[YOUR GOAL] Exactly the lines from the line that has "Query: braided metal wire" through the final line below are to be retyped, and the pictures are not.

(Dataset records)
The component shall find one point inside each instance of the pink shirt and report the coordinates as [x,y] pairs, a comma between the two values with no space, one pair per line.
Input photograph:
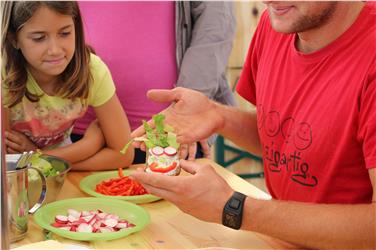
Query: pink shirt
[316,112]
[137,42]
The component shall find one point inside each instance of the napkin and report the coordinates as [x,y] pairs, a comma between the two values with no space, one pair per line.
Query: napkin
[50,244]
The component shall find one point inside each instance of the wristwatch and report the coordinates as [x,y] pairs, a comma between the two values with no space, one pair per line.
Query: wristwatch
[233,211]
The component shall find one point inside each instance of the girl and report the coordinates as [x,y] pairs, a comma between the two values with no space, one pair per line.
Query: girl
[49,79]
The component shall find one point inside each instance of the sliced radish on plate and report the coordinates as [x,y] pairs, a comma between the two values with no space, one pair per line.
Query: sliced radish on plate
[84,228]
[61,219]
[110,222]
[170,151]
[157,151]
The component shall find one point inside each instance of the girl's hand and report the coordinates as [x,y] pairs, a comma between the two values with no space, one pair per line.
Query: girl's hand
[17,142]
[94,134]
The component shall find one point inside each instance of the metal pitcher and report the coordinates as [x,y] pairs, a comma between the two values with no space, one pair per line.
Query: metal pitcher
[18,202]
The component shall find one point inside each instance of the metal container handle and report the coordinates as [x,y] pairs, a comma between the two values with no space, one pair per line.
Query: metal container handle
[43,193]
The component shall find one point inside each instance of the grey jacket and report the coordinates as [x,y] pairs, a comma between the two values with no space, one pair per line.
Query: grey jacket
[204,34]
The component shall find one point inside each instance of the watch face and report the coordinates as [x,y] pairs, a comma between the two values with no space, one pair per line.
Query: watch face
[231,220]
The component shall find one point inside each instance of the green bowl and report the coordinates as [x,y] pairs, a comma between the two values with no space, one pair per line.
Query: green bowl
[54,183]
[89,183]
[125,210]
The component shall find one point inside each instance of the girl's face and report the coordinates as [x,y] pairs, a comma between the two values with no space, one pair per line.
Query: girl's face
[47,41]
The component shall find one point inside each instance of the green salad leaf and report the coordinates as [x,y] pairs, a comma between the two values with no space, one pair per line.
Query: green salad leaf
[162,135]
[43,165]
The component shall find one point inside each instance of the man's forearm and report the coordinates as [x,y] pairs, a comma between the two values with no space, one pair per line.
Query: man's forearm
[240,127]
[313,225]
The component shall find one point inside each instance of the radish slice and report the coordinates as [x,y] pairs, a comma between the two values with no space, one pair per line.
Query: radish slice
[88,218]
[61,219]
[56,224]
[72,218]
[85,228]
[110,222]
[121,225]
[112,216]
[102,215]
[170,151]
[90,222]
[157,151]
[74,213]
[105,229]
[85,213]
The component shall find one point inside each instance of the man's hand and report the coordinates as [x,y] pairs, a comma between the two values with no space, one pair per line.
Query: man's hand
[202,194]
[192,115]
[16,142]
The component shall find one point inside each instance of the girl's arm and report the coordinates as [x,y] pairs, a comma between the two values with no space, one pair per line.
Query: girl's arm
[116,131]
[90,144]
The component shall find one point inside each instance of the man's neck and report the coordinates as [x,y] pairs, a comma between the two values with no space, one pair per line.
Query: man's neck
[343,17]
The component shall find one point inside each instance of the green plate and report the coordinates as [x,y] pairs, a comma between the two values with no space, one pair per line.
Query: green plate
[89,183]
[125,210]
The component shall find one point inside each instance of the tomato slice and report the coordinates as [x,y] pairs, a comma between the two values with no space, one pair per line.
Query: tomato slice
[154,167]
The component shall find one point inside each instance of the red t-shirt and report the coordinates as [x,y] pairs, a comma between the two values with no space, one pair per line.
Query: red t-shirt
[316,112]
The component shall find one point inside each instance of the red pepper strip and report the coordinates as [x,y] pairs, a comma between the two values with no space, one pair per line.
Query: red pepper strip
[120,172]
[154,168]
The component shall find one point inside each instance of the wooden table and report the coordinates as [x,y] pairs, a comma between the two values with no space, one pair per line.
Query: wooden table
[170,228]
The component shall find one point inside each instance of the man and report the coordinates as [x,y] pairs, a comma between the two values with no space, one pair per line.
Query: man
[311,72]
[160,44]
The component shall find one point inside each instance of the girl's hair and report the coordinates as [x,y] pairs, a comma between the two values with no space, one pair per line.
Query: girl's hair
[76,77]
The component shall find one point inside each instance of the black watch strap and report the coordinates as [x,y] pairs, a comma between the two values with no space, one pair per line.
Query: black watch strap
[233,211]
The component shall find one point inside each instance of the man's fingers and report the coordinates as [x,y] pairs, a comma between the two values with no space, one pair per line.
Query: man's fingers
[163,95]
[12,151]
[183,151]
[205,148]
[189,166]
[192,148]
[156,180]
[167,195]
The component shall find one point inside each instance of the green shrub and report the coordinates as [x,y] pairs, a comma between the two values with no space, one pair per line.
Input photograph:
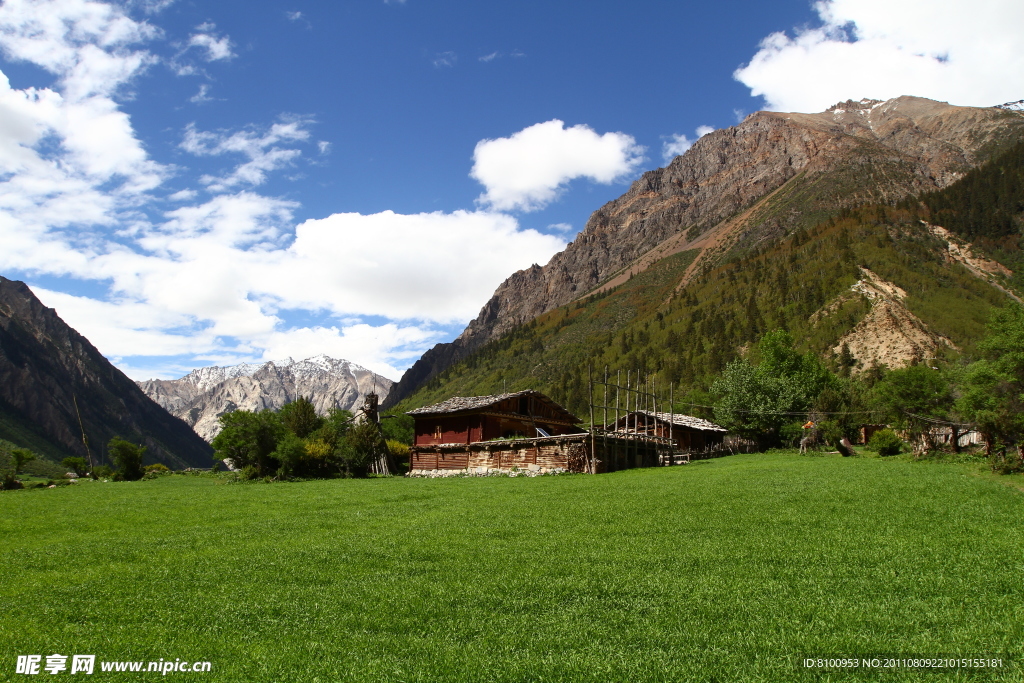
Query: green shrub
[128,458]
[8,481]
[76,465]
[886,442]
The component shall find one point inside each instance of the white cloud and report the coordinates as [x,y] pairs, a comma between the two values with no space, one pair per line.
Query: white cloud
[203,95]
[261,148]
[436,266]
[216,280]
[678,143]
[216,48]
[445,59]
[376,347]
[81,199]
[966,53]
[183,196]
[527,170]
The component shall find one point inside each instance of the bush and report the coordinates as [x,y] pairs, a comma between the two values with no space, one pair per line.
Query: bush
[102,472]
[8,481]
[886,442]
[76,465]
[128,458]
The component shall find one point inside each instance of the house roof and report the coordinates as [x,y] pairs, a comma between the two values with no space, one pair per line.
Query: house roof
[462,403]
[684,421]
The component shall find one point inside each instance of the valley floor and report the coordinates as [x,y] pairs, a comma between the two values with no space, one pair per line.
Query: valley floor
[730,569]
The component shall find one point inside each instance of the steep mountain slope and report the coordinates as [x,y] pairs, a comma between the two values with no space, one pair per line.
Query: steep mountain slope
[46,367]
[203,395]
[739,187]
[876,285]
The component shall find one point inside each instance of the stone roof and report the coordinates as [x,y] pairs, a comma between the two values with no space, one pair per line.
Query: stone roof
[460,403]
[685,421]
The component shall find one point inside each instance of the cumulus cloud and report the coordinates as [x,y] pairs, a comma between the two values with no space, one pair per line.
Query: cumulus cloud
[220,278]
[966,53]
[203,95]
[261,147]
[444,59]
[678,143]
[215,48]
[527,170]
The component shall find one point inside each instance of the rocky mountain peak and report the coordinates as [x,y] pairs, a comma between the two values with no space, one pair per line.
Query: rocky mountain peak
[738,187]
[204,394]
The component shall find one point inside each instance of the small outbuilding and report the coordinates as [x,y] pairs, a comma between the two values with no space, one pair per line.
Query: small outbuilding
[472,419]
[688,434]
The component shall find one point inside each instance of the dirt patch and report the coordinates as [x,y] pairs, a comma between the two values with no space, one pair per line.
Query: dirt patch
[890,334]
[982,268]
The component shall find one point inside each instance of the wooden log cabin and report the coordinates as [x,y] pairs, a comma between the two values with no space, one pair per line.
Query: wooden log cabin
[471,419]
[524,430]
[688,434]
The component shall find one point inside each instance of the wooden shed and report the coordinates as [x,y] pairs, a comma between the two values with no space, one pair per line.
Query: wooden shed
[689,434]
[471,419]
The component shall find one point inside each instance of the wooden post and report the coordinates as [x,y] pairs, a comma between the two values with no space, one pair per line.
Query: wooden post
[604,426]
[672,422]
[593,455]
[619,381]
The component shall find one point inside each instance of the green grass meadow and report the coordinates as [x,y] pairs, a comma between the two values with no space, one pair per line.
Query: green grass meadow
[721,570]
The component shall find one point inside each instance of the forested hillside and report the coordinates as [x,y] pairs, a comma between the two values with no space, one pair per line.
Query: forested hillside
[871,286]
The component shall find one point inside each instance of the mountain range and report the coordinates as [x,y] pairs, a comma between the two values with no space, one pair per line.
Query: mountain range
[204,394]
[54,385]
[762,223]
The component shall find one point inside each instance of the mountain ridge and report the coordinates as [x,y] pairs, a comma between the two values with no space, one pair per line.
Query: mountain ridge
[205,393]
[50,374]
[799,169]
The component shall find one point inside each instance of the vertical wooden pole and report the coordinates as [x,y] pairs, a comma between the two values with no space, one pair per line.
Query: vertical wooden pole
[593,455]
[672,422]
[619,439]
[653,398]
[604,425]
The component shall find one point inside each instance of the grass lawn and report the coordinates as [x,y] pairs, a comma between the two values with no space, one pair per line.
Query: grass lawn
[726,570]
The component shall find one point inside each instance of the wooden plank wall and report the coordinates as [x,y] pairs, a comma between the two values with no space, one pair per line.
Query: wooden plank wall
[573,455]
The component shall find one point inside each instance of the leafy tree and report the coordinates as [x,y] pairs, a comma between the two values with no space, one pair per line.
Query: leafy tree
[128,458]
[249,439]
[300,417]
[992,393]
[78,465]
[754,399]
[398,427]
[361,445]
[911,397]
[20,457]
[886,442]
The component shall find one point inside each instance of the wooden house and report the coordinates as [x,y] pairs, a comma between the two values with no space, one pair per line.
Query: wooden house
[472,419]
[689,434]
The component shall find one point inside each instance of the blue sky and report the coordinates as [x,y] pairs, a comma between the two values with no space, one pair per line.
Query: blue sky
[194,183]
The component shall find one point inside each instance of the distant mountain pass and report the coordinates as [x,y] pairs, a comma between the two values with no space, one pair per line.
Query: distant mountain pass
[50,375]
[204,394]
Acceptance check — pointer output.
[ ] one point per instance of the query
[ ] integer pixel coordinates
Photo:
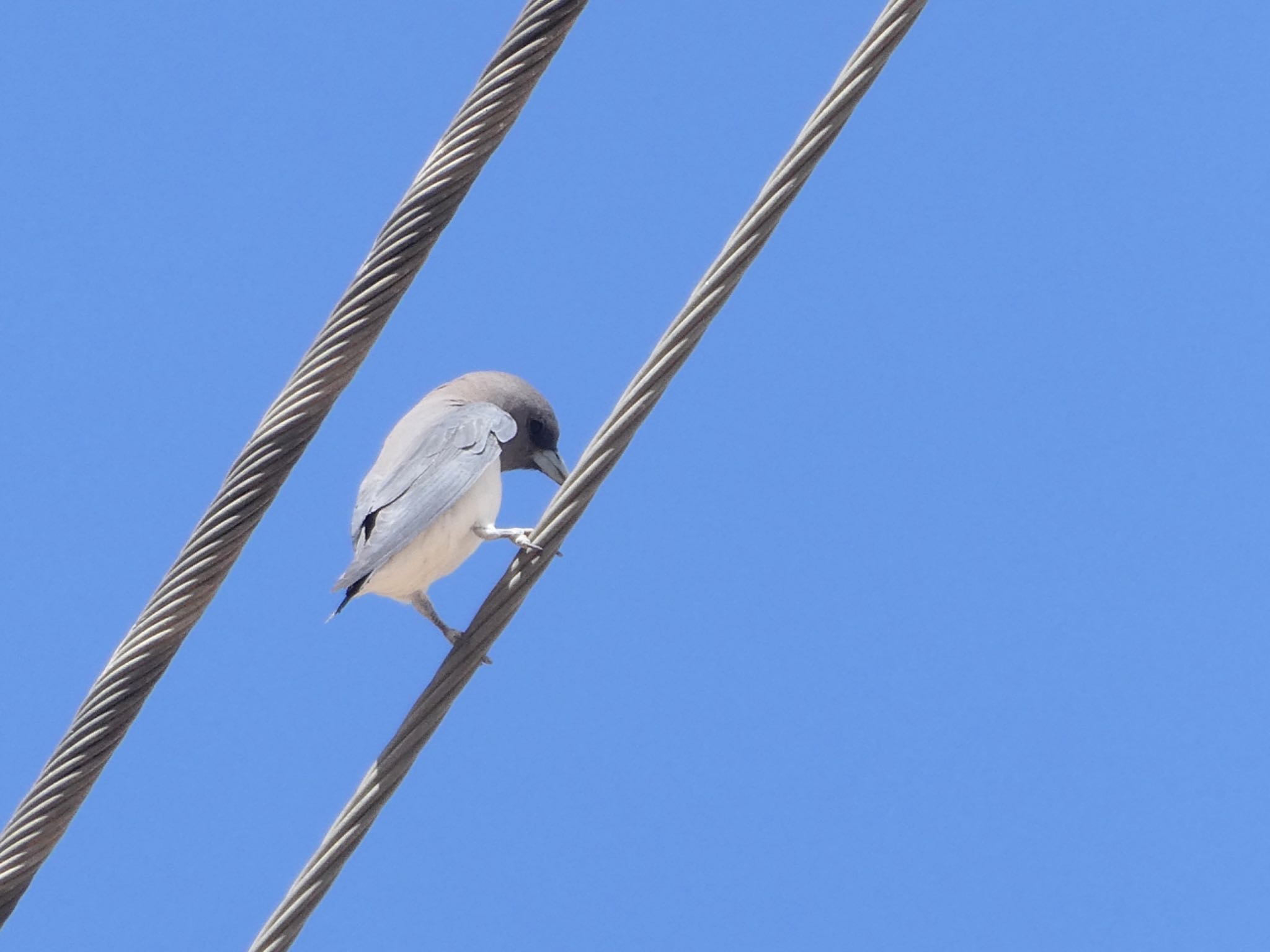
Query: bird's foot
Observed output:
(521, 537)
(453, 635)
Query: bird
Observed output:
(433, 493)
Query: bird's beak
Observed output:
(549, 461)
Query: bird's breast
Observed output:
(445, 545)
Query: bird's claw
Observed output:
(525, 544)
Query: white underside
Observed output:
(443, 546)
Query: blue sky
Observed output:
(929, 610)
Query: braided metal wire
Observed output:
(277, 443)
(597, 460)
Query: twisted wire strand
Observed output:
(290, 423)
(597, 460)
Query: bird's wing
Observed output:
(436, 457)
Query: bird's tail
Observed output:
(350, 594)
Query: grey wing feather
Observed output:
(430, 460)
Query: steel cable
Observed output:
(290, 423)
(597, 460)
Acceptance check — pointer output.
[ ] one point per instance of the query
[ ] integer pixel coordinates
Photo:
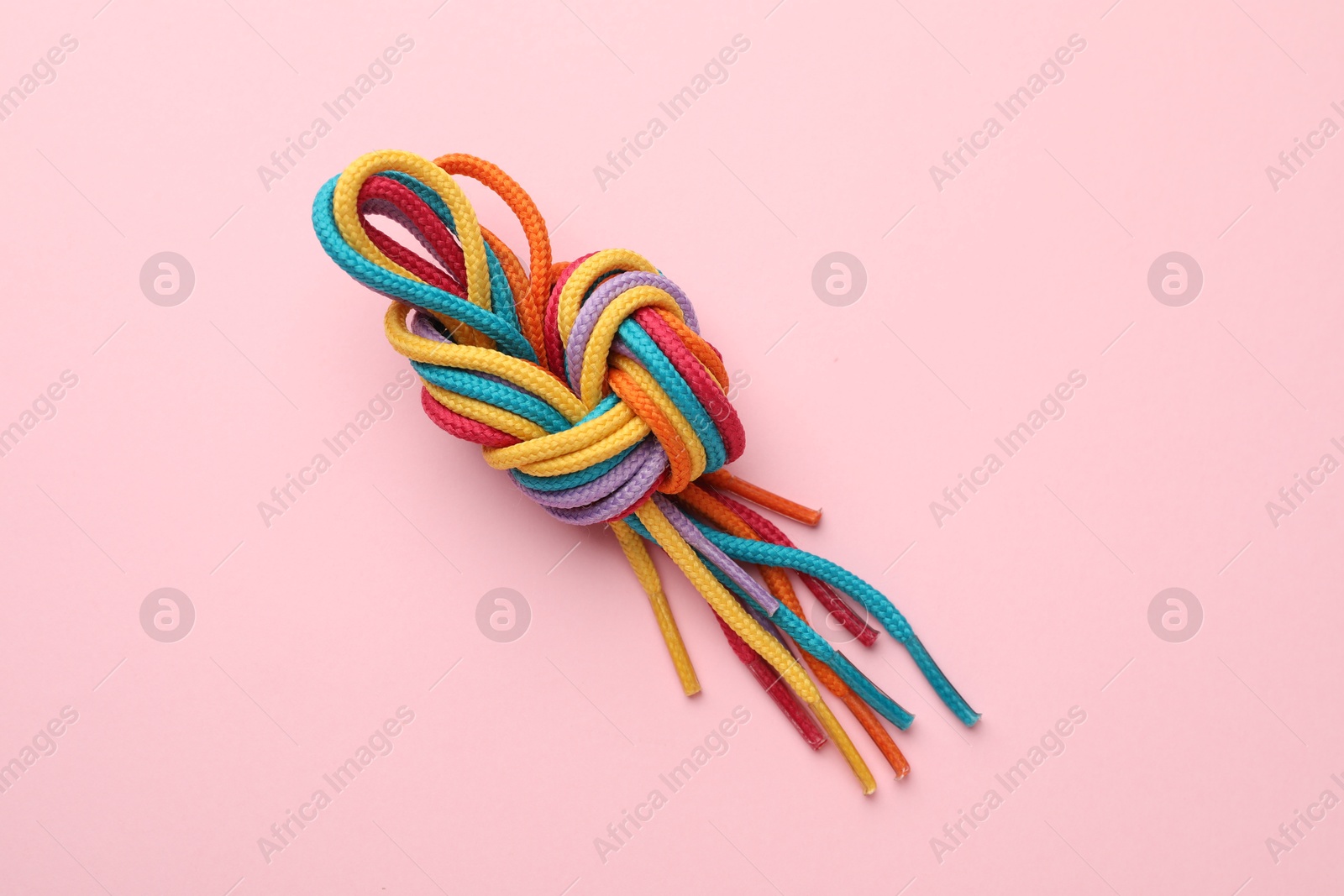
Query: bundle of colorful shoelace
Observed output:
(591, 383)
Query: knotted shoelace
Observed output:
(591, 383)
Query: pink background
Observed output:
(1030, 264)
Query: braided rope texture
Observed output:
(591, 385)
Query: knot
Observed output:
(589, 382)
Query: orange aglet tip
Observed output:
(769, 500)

[THE ANSWER]
Query: braided metal wire
Observed output:
(277, 443)
(597, 460)
Query: twisted wire strand
Observed output:
(290, 423)
(597, 460)
Query: bird's wing
Observed output:
(436, 457)
Query: bird's tail
Observed output:
(350, 594)
Query: grey wing feather
Observed output:
(430, 460)
Query: steel cable
Observed output:
(290, 423)
(597, 460)
Acceptance check — pointer output.
[ ] one point per instance of the query
[ ] integer pixel coordinates
Photo:
Query: bundle of colorful shoelace
Observed output:
(591, 383)
Query: knotted shoelace
Observed output:
(591, 383)
Query: pink background
Observed output:
(1030, 264)
Query: braided rope texture
Observed output:
(591, 385)
Query: knot
Observed output:
(589, 382)
Query: orange aglet tip
Observed output:
(769, 500)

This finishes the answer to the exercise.